Begin DOCUMENT EXTRACT
Server responds with {"type":"pong","ts":"..."}.

Event Envelope

Every event has this shape:

{
  "v": 1,
  "type": "<event_type>",
  "ts": "2026-02-25T12:34:56.789Z",
  "project_id": "default",
  "session_id": "sess_abc123",
  "user_id": "console_user",
  "data": { ... }
}

Event Types AISTALK Should Consume

chat.message — user sent a message

{
  "data": {
    "text": "...",
    "provider": "ollama|router",
    "model": "ollama:glm-4.7-flash:32k"
  }
}

chat.reply — Sofiia replied

{
  "data": {
    "text": "...",
    "provider": "ollama|router",
    "model": "...",
    "latency_ms": 1234
  }
}

AISTALK should TTS this text (if voice channel is active) via /api/voice/tts.

voice.stt — STT lifecycle

{
  "data": {
    "phase": "start|done|error",
    "elapsed_ms": 456
  }
}

AISTALK uses phase=start to mute its own mic; phase=done to unmute.

voice.tts — TTS lifecycle

{
  "data": {
    "phase": "start|done|error",
    "voice": "Polina",
    "elapsed_ms": 789
  }
}

AISTALK uses phase=start to begin audio playback; phase=done as end signal.

ops.run — governance operation result

{
  "data": {
    "name": "risk_dashboard|pressure_dashboard|backlog_generate_weekly|release_check",
    "ok": true,
    "elapsed_ms": 999
  }
}

nodes.status — node network heartbeat (every 15s)
End DOCUMENT EXTRACT
Begin DATA SEGMENT
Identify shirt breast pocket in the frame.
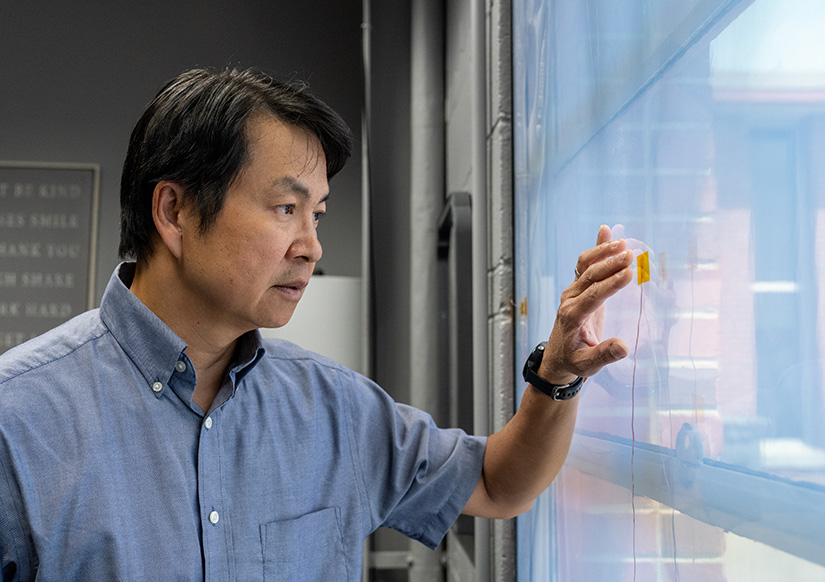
[261,507,348,582]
End DATA SEGMENT
WHAT YOU NEED TO DO:
1) In the event documentation, what does AISTALK do with the "phase" values of a voice.stt event? Answer in one to three sentences.
2) Reproduce word for word the part of the event documentation between "voice.stt — STT" and "phase=done to unmute.", inclusive.

TASK SOLUTIONS:
1) When a voice.stt event arrives with phase=start, AISTALK mutes its own mic. When the phase is done, it unmutes the mic.

2)
voice.stt — STT lifecycle

{
  "data": {
    "phase": "start|done|error",
    "elapsed_ms": 456
  }
}

AISTALK uses phase=start to mute its own mic; phase=done to unmute.